◆ Supplied data ◆
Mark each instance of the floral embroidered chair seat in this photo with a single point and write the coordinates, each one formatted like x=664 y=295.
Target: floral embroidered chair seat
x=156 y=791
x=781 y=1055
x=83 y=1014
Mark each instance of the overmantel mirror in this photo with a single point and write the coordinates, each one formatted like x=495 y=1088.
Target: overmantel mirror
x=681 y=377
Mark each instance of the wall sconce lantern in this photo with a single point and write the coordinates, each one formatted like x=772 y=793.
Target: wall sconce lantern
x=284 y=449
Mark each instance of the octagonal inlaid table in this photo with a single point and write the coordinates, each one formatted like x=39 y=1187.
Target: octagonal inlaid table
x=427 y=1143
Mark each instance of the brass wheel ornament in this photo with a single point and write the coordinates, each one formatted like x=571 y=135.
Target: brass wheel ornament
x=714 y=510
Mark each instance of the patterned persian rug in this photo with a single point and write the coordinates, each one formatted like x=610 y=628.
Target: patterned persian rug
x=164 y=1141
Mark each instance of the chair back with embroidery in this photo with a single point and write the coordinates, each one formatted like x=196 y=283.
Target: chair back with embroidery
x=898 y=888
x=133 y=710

◆ Requirement ◆
Recast all of the data above as a JSON list of strings, one string per line, leaving out any blank lines.

◆ Answer to the task ◆
[
  "Mark each instance of the floral embroidered chair seat in this photo with a single point and write the coordinates, each one formatted like x=664 y=295.",
  "Target: floral embroidered chair seat",
  "x=156 y=791",
  "x=781 y=1055",
  "x=83 y=1014",
  "Mark each instance of the overmantel mirror in this photo with a single point and write the coordinates, each one formatted like x=495 y=1088.",
  "Target: overmantel mirror",
  "x=681 y=377",
  "Mark each instance of the wall sconce lantern in this photo with a single point and write the coordinates, each one formatted like x=772 y=793.",
  "Target: wall sconce lantern",
  "x=284 y=449",
  "Mark each instance of the octagonal inlaid table in this photo with a single point and write the coordinates, each one formatted like x=39 y=1187.",
  "Target: octagonal inlaid table",
  "x=427 y=1143",
  "Mark each instance of the brass wheel ornament in this photo with a single point and write the coordinates, each one formatted like x=571 y=135.",
  "Target: brass wheel ornament",
  "x=714 y=510",
  "Mark each instance of the patterned persian rug in this photo with a single point and write the coordinates, each one formatted like x=610 y=628.",
  "Target: patterned persian rug",
  "x=164 y=1141",
  "Mark each instance of the chair back with embroidery in this photo with a single point and write the coordinates, each one formatted like x=196 y=283.",
  "Target: chair back with embroidery",
  "x=898 y=888",
  "x=133 y=710"
]